These are open-ended questions or problems that require the student to think critically, not just recall knowledge, and then to prepare a response, product, or performance. They

  • Require constructed responses under school or exam conditions.
  • Are open. There is not a single, best answer or a best strategy for answering or solving them.
  • Often are ill-structured, requiring the development of a strategy.
  • Involve analysis, synthesis, or evaluation.
  • Typically require an explanation or defense of the answer given or methods used.
  • Require judgment-based scoring based on criteria and performance standards.
  • May or may not be secure.

Performance Tasks and Projects

As complex challenges that mirror the issues and problems faced by adults, they are authentic. Ranging in length from short-term tasks to long-term, multistaged projects, they require a production or performance. They differ from prompts because they

  • Feature a setting that is real or simulated: one that involves the kind of constraints, background noise, incentives, and opportunities an adult would find in a similar situation.
  • Typically require the student to address an identified audience.

........

### PROBLEMS
(a) List every feature that the passage on assessment tasks gives in its bulleted list for open-ended questions or problems.
(b) Revise the lines of the records starting at the line containing "dark front door in the photo above." and ending at the line containing "x=386, y=911", changing "photo" to "image" and leaving everything else unchanged. Give only those lines, and leave out the pictures.
The passage on assessment tasks and the records are unrelated to each other.

........

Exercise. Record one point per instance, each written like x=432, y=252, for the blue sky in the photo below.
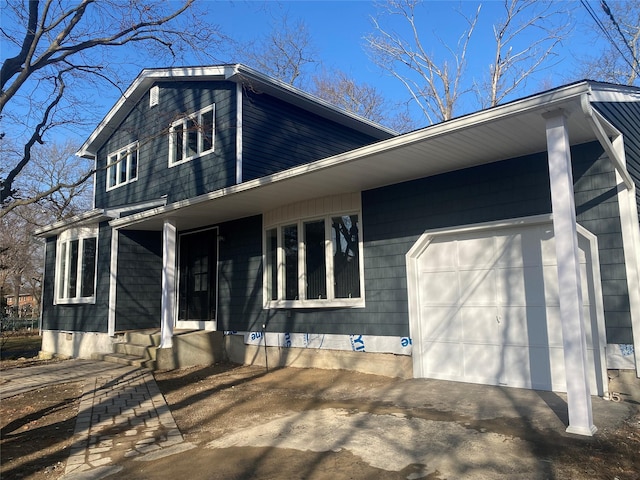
x=337, y=30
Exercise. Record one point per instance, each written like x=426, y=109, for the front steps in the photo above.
x=137, y=349
x=141, y=349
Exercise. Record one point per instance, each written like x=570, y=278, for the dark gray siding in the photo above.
x=139, y=286
x=83, y=318
x=394, y=217
x=150, y=127
x=597, y=210
x=277, y=135
x=625, y=116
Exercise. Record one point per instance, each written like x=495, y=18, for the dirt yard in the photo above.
x=314, y=424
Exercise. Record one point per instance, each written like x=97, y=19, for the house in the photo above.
x=501, y=247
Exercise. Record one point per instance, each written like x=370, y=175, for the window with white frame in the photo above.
x=76, y=254
x=314, y=262
x=192, y=136
x=122, y=166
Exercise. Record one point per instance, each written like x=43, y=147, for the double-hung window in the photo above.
x=122, y=166
x=192, y=136
x=314, y=262
x=76, y=265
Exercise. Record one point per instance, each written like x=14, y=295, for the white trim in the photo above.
x=210, y=325
x=299, y=214
x=124, y=154
x=569, y=278
x=113, y=282
x=81, y=234
x=239, y=114
x=418, y=248
x=169, y=290
x=183, y=122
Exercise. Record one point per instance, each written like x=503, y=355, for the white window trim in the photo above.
x=183, y=122
x=330, y=301
x=66, y=237
x=127, y=150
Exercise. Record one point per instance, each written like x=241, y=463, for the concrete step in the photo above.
x=144, y=337
x=143, y=351
x=124, y=359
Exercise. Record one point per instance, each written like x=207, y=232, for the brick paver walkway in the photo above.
x=122, y=414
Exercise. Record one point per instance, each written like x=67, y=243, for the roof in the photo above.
x=237, y=73
x=499, y=133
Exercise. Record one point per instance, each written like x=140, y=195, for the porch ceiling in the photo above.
x=489, y=136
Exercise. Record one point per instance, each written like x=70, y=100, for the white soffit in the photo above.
x=508, y=131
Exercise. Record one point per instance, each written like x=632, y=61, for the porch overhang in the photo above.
x=512, y=130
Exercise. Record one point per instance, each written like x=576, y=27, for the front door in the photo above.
x=197, y=298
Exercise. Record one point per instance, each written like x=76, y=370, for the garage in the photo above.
x=484, y=306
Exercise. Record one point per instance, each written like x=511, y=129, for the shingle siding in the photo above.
x=139, y=285
x=150, y=126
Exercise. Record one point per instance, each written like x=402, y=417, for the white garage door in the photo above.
x=488, y=309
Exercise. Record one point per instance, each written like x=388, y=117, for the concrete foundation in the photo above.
x=386, y=364
x=190, y=349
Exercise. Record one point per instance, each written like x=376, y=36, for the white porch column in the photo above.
x=569, y=280
x=168, y=283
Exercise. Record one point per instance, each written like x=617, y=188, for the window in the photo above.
x=76, y=265
x=191, y=136
x=314, y=263
x=122, y=166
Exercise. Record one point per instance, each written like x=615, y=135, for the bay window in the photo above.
x=314, y=262
x=76, y=265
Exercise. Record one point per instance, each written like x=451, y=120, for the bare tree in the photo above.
x=59, y=55
x=437, y=85
x=362, y=99
x=514, y=61
x=285, y=53
x=618, y=23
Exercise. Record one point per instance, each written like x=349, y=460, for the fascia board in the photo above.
x=91, y=216
x=563, y=98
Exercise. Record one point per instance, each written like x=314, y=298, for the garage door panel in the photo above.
x=477, y=287
x=476, y=252
x=443, y=360
x=523, y=326
x=520, y=286
x=442, y=257
x=483, y=364
x=489, y=309
x=479, y=325
x=441, y=324
x=439, y=288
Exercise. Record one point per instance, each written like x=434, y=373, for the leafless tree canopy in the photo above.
x=436, y=84
x=61, y=54
x=618, y=24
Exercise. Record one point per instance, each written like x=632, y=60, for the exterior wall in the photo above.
x=79, y=317
x=625, y=116
x=139, y=286
x=394, y=217
x=150, y=127
x=277, y=136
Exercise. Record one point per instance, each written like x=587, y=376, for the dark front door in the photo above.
x=198, y=276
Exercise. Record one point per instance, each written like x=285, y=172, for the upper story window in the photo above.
x=192, y=136
x=315, y=261
x=122, y=166
x=76, y=265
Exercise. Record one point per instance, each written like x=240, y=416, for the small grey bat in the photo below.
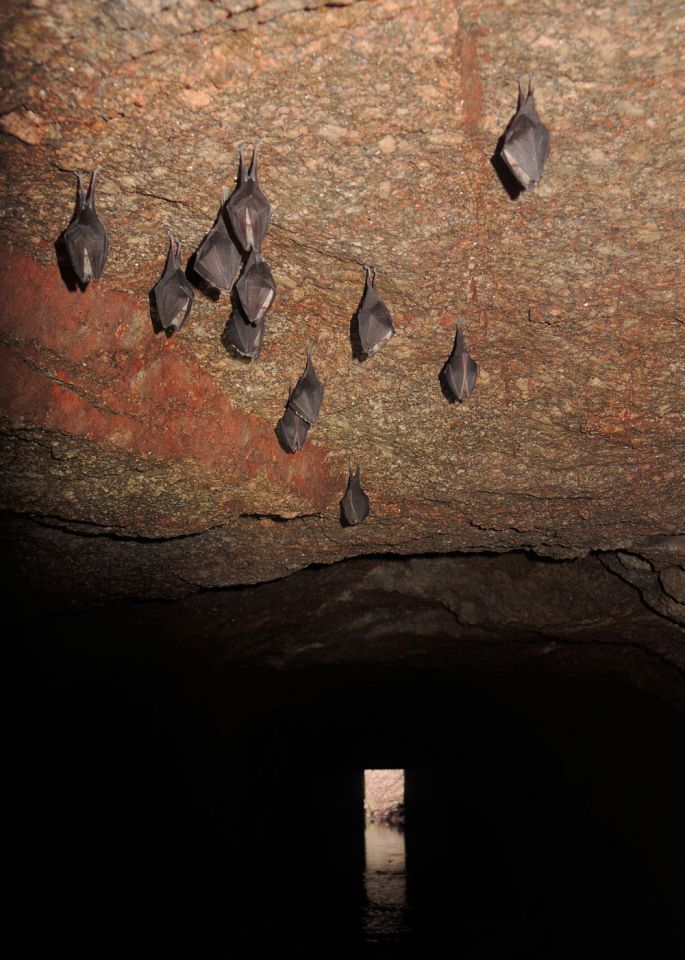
x=526, y=139
x=85, y=237
x=246, y=338
x=305, y=400
x=256, y=288
x=248, y=209
x=460, y=371
x=292, y=431
x=373, y=318
x=173, y=293
x=355, y=503
x=219, y=260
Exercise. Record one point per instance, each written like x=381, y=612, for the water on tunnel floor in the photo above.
x=386, y=911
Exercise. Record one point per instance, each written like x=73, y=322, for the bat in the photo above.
x=291, y=431
x=526, y=139
x=245, y=338
x=305, y=400
x=249, y=211
x=256, y=288
x=85, y=237
x=173, y=293
x=218, y=259
x=460, y=371
x=355, y=503
x=373, y=318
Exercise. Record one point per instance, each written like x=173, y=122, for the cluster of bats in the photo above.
x=230, y=259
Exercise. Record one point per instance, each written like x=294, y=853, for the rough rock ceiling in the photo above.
x=139, y=465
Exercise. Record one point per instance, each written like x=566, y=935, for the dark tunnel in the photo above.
x=167, y=796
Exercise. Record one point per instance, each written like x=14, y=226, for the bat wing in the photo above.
x=219, y=260
x=306, y=398
x=461, y=372
x=256, y=289
x=249, y=212
x=291, y=431
x=375, y=327
x=87, y=245
x=355, y=503
x=245, y=338
x=525, y=149
x=174, y=297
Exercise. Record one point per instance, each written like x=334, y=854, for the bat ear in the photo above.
x=242, y=166
x=522, y=92
x=90, y=196
x=80, y=192
x=252, y=173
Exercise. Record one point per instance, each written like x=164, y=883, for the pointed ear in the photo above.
x=80, y=191
x=252, y=174
x=242, y=166
x=522, y=92
x=90, y=198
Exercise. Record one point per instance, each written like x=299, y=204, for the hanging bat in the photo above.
x=373, y=318
x=85, y=237
x=291, y=431
x=305, y=400
x=218, y=259
x=256, y=288
x=526, y=139
x=244, y=337
x=460, y=371
x=248, y=209
x=173, y=293
x=355, y=503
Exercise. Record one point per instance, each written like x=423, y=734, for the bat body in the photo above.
x=461, y=371
x=373, y=318
x=292, y=431
x=526, y=140
x=219, y=259
x=355, y=503
x=306, y=398
x=85, y=237
x=301, y=411
x=173, y=293
x=248, y=209
x=245, y=338
x=256, y=288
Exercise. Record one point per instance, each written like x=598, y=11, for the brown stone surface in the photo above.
x=379, y=120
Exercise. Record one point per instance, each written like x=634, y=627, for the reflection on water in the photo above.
x=386, y=913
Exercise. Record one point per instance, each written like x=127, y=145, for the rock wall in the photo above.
x=136, y=464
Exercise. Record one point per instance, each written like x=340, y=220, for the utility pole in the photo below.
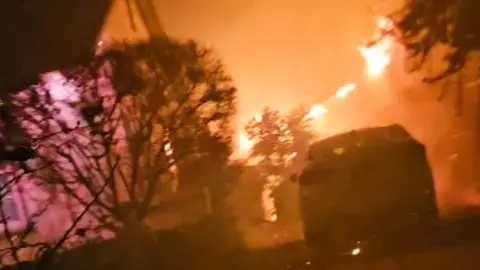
x=150, y=18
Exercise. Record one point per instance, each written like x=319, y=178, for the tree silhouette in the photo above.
x=280, y=144
x=425, y=24
x=108, y=134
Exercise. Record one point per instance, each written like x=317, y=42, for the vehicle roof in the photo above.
x=362, y=140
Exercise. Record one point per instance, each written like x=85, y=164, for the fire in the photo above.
x=377, y=55
x=316, y=111
x=244, y=144
x=343, y=91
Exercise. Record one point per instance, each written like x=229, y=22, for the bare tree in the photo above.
x=106, y=136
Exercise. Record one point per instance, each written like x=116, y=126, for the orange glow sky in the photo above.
x=280, y=52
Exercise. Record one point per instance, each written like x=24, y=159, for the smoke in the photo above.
x=281, y=53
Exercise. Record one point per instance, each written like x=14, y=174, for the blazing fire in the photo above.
x=377, y=56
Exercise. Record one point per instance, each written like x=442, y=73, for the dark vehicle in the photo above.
x=367, y=193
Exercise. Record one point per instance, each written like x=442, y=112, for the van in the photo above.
x=368, y=192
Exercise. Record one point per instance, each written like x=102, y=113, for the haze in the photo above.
x=280, y=53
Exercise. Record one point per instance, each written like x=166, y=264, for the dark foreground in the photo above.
x=208, y=246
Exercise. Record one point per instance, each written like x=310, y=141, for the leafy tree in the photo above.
x=272, y=141
x=280, y=144
x=424, y=24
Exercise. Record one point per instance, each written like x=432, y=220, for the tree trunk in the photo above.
x=136, y=247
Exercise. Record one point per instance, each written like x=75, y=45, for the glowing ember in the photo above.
x=316, y=111
x=244, y=144
x=268, y=202
x=377, y=55
x=343, y=91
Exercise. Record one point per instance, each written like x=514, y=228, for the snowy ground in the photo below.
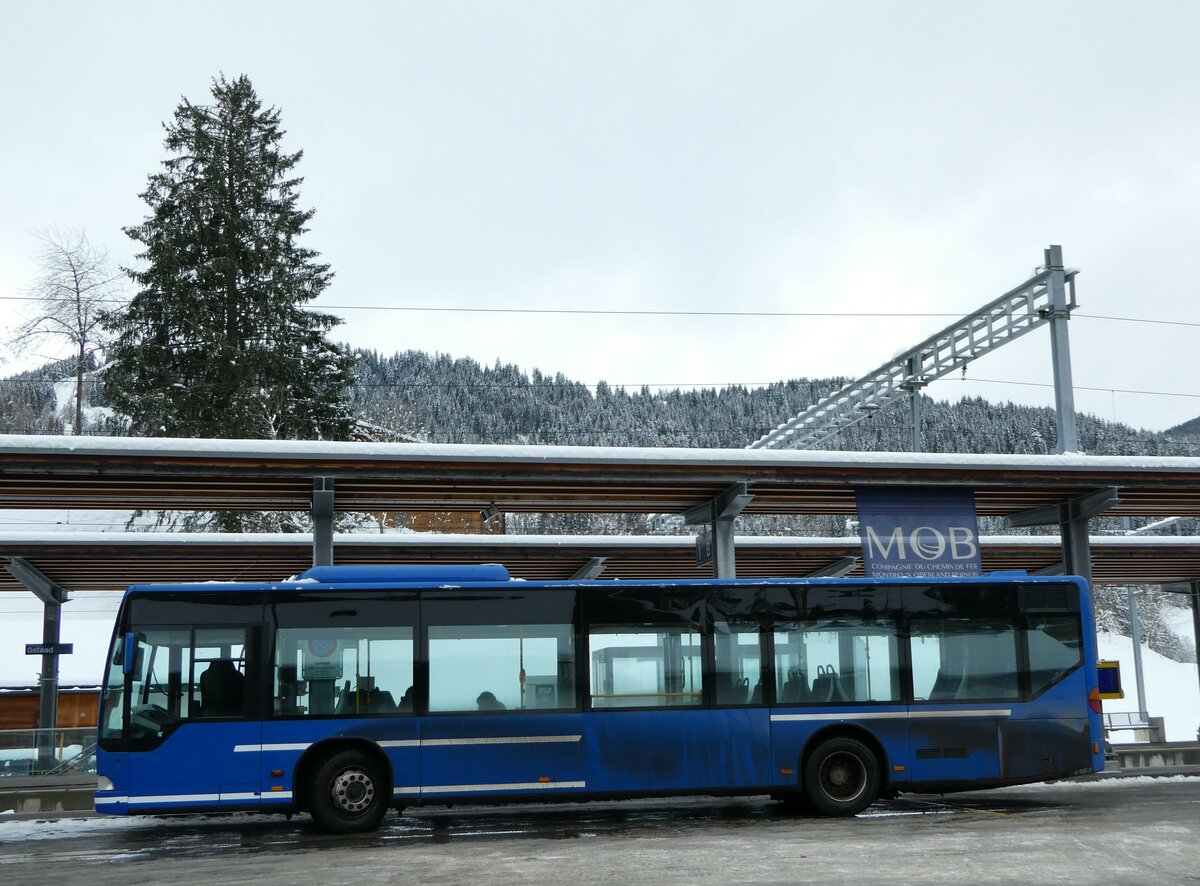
x=1121, y=831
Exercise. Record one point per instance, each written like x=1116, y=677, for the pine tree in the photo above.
x=216, y=342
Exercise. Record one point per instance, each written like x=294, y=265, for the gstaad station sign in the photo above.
x=918, y=532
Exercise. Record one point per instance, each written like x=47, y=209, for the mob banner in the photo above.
x=918, y=532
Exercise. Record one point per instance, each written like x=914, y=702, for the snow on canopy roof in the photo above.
x=43, y=444
x=66, y=538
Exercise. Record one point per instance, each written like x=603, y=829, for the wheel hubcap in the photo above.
x=843, y=777
x=353, y=791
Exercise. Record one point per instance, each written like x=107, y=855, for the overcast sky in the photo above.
x=681, y=156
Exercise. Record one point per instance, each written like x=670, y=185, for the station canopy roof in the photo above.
x=127, y=473
x=96, y=561
x=190, y=474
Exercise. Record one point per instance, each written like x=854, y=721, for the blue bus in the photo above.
x=349, y=690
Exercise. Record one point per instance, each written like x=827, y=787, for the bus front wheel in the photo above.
x=348, y=795
x=841, y=777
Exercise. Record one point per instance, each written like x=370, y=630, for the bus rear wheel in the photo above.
x=841, y=777
x=348, y=795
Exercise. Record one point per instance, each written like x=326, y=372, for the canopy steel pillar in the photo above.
x=1059, y=312
x=1195, y=629
x=323, y=521
x=719, y=515
x=53, y=596
x=1072, y=518
x=591, y=569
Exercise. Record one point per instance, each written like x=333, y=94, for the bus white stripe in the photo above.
x=510, y=786
x=889, y=716
x=502, y=740
x=177, y=798
x=292, y=746
x=426, y=742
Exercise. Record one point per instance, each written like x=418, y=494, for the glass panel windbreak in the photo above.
x=964, y=659
x=502, y=666
x=646, y=665
x=345, y=671
x=837, y=660
x=1056, y=648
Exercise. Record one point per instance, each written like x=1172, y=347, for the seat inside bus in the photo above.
x=222, y=689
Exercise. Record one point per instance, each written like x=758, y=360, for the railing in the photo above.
x=1146, y=730
x=47, y=752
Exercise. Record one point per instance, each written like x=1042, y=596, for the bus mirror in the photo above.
x=1109, y=674
x=131, y=650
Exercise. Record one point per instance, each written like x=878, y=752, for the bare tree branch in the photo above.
x=73, y=287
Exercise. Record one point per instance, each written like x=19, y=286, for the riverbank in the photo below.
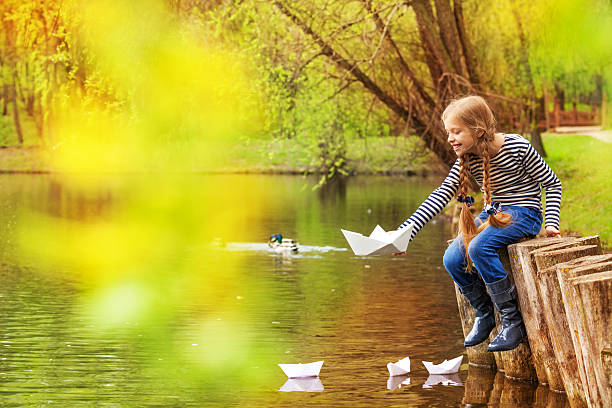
x=582, y=163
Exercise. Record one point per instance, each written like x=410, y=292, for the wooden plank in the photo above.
x=565, y=271
x=478, y=386
x=554, y=311
x=517, y=363
x=524, y=272
x=594, y=303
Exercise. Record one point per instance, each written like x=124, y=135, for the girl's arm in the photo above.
x=537, y=168
x=436, y=201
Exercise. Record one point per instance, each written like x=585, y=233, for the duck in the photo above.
x=280, y=244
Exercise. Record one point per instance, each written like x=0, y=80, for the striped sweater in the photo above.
x=516, y=173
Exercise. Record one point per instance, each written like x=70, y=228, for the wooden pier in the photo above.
x=564, y=289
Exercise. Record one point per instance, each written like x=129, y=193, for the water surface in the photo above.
x=211, y=337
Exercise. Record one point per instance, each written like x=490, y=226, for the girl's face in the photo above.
x=459, y=136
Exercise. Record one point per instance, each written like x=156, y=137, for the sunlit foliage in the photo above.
x=166, y=104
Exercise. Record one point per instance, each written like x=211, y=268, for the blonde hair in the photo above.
x=474, y=112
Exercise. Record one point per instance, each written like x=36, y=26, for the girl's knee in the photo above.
x=452, y=258
x=475, y=250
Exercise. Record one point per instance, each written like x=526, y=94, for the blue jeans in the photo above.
x=526, y=222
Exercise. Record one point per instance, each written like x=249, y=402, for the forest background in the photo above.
x=332, y=87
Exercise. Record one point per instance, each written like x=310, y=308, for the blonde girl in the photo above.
x=510, y=173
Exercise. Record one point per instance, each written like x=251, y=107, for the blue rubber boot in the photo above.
x=503, y=294
x=484, y=321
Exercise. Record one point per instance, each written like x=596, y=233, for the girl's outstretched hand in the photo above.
x=552, y=231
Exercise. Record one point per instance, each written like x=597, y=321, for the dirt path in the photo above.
x=595, y=131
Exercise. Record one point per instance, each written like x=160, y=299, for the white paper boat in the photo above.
x=397, y=381
x=445, y=367
x=302, y=370
x=448, y=379
x=380, y=242
x=400, y=367
x=312, y=384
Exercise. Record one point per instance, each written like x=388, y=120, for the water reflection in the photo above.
x=396, y=381
x=310, y=384
x=443, y=379
x=209, y=333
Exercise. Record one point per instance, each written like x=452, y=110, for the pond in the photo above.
x=161, y=291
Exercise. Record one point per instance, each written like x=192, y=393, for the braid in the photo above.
x=486, y=169
x=499, y=220
x=467, y=227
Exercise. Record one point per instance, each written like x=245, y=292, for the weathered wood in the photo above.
x=498, y=386
x=518, y=363
x=594, y=303
x=477, y=355
x=478, y=386
x=547, y=398
x=525, y=279
x=517, y=394
x=545, y=262
x=566, y=271
x=554, y=312
x=606, y=362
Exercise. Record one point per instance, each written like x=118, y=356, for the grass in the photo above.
x=584, y=165
x=374, y=155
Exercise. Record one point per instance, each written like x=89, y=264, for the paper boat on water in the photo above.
x=397, y=381
x=302, y=370
x=380, y=242
x=400, y=367
x=448, y=379
x=312, y=384
x=445, y=367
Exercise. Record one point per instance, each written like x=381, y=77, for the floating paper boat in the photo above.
x=302, y=370
x=448, y=379
x=400, y=367
x=445, y=367
x=312, y=384
x=380, y=242
x=397, y=381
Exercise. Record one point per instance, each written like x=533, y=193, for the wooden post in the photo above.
x=578, y=333
x=518, y=363
x=525, y=279
x=498, y=386
x=554, y=312
x=517, y=394
x=478, y=355
x=478, y=386
x=594, y=304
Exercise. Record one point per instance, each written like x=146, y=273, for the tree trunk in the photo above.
x=465, y=43
x=432, y=137
x=16, y=110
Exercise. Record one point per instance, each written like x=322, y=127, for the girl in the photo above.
x=510, y=173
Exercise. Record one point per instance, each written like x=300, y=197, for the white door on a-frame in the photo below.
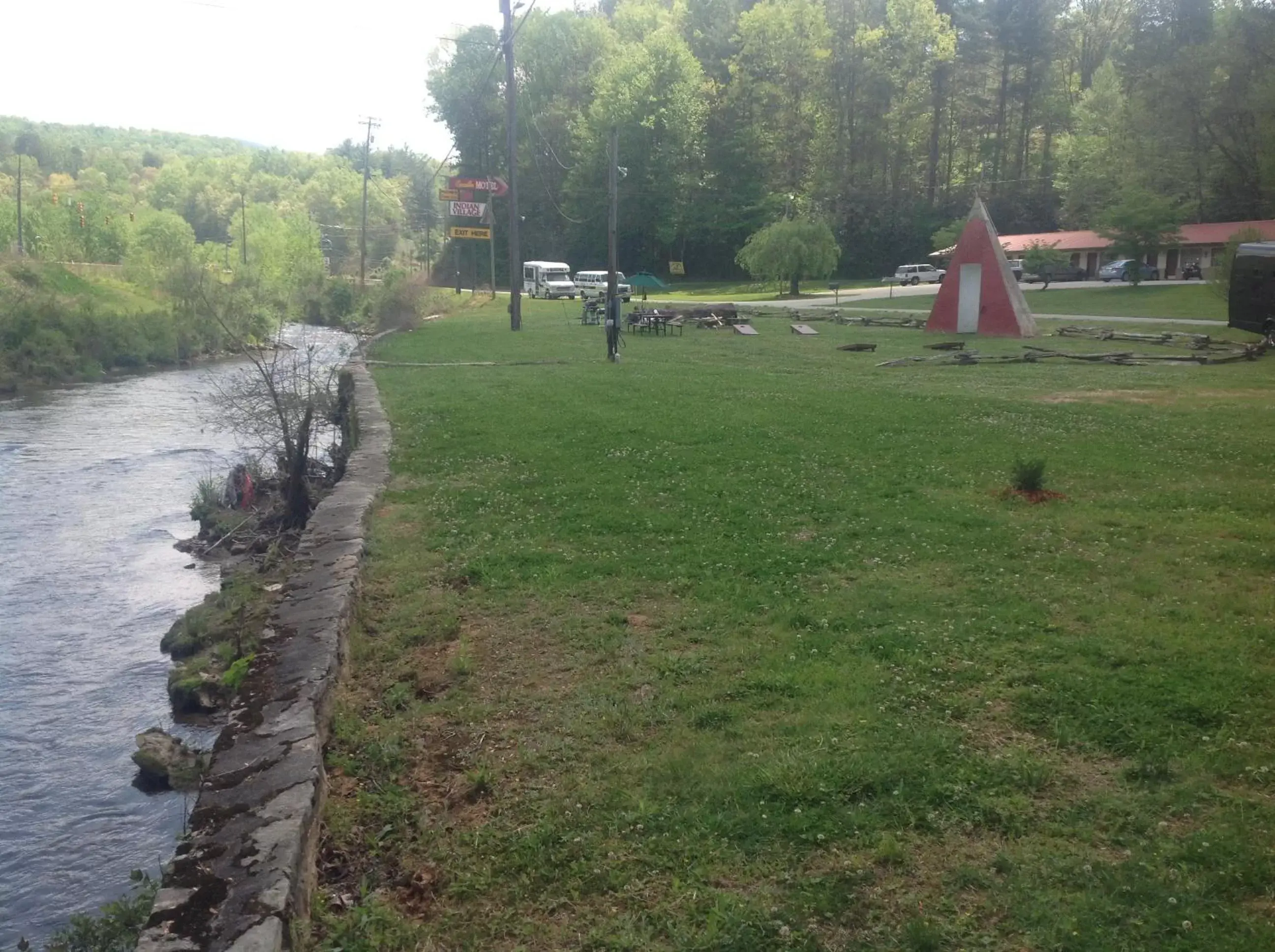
x=968, y=299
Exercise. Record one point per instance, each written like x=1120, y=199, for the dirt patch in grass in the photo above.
x=1159, y=398
x=1153, y=397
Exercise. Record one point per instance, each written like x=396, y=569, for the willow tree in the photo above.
x=791, y=250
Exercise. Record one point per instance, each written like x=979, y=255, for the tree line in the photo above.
x=148, y=199
x=878, y=118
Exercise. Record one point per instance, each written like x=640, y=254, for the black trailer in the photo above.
x=1252, y=288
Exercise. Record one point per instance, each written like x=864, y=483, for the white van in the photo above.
x=547, y=279
x=595, y=284
x=914, y=275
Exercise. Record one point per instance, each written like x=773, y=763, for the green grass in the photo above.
x=739, y=645
x=744, y=291
x=1152, y=300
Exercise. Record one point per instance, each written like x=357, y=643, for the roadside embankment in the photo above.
x=246, y=869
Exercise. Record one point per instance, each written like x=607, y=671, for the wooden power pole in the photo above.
x=20, y=206
x=516, y=260
x=612, y=251
x=367, y=174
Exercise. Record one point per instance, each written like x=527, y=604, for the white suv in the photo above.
x=914, y=275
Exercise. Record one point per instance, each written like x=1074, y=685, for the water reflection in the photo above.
x=95, y=489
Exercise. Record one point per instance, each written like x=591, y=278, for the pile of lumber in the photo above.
x=1168, y=338
x=1127, y=359
x=869, y=320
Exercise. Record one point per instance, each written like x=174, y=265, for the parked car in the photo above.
x=1123, y=271
x=1058, y=273
x=914, y=275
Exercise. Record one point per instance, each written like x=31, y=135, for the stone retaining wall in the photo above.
x=248, y=868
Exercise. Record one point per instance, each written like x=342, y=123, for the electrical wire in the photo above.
x=550, y=195
x=531, y=111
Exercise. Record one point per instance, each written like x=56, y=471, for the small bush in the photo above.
x=398, y=696
x=1028, y=476
x=207, y=499
x=235, y=675
x=462, y=663
x=117, y=925
x=890, y=852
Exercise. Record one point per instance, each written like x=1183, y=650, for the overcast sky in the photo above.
x=296, y=74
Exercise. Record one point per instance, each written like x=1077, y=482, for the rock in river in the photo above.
x=164, y=759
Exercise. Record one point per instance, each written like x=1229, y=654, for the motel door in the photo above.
x=970, y=296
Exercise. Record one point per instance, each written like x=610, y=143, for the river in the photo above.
x=95, y=489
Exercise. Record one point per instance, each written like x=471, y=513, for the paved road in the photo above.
x=1071, y=318
x=854, y=296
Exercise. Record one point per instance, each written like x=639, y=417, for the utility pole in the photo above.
x=20, y=206
x=516, y=260
x=612, y=253
x=367, y=174
x=491, y=241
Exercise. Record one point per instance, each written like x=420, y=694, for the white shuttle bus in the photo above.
x=547, y=279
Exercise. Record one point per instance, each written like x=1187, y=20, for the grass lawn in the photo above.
x=746, y=291
x=737, y=645
x=1153, y=300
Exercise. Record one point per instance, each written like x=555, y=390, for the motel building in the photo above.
x=1201, y=244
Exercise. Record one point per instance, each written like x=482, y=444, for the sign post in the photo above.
x=462, y=206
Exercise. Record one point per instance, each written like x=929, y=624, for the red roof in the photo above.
x=1205, y=234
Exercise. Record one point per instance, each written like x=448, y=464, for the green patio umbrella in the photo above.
x=644, y=281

........

### FINAL RESULTS
(a)
- Require constructed responses under school or exam conditions.
- Are open. There is not a single, best answer or a best strategy for answering or solving them.
- Often are ill-structured, requiring the development of a strategy.
- Involve analysis, synthesis, or evaluation.
- Typically require an explanation or defense of the answer given or methods used.
- Require judgment-based scoring based on criteria and performance standards.
- May or may not be secure.

(b)
Exercise. Record one point per instance, each written like x=587, y=376, for the dark front door in the image above.
x=198, y=276
Exercise. Record one point per instance, each written like x=285, y=172, for the upper story window in the image above.
x=192, y=136
x=315, y=261
x=122, y=166
x=76, y=265
Exercise. Record one point per instance, each written like x=240, y=416, for the small grey bat in the image below.
x=526, y=139
x=85, y=237
x=246, y=338
x=305, y=400
x=256, y=288
x=248, y=209
x=460, y=371
x=292, y=431
x=373, y=318
x=173, y=293
x=355, y=503
x=219, y=260
Exercise. Record one point per instance, each written like x=381, y=612, for the water on tunnel floor in the image above.
x=386, y=911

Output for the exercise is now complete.